## LISTED RECORDS
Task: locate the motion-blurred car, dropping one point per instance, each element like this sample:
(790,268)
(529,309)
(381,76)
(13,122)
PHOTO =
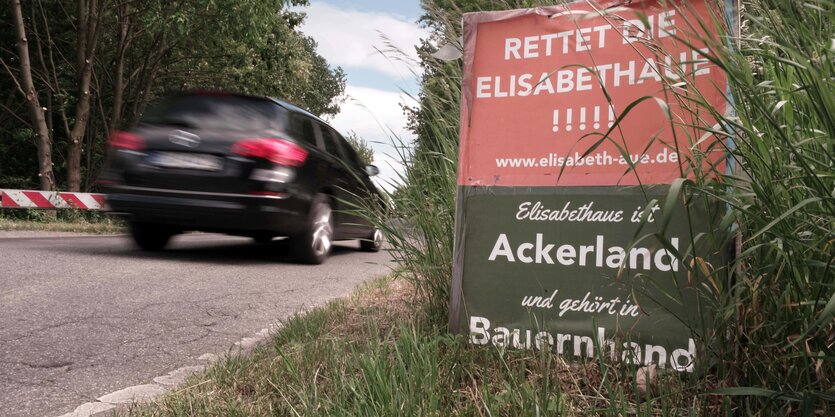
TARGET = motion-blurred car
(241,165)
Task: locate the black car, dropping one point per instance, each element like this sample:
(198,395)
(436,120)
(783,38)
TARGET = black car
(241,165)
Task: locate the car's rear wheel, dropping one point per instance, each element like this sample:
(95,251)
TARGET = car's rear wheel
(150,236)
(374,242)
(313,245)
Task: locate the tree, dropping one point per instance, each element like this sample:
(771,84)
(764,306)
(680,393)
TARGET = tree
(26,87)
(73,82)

* * *

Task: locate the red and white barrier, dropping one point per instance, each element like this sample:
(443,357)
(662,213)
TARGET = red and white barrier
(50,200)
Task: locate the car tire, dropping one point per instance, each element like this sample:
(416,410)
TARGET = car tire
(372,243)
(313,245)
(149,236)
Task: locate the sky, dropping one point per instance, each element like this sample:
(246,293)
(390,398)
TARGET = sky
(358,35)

==

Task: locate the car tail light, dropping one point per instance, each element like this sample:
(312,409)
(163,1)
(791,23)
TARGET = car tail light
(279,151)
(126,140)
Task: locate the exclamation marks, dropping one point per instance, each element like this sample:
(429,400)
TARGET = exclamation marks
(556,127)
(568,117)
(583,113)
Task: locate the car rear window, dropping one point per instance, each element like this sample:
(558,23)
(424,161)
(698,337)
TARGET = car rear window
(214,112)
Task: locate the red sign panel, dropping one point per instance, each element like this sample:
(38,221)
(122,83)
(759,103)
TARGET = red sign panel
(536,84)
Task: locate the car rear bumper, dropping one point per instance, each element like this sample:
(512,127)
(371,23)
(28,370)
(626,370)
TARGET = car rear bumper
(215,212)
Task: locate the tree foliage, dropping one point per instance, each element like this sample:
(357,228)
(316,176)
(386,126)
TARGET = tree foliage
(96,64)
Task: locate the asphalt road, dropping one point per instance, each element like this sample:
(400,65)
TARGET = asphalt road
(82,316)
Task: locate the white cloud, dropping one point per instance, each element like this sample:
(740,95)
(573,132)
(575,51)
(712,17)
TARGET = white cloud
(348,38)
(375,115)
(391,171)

## DIRECTIONS FOR THIS TASK
Pull out every line in the entries above that contains the string "tire". Case counts, so match capitals and lowercase letters precisely.

## THE OUTPUT
Task: locate the car tire, dropping one point per instance, each element like this sample:
TARGET = car tire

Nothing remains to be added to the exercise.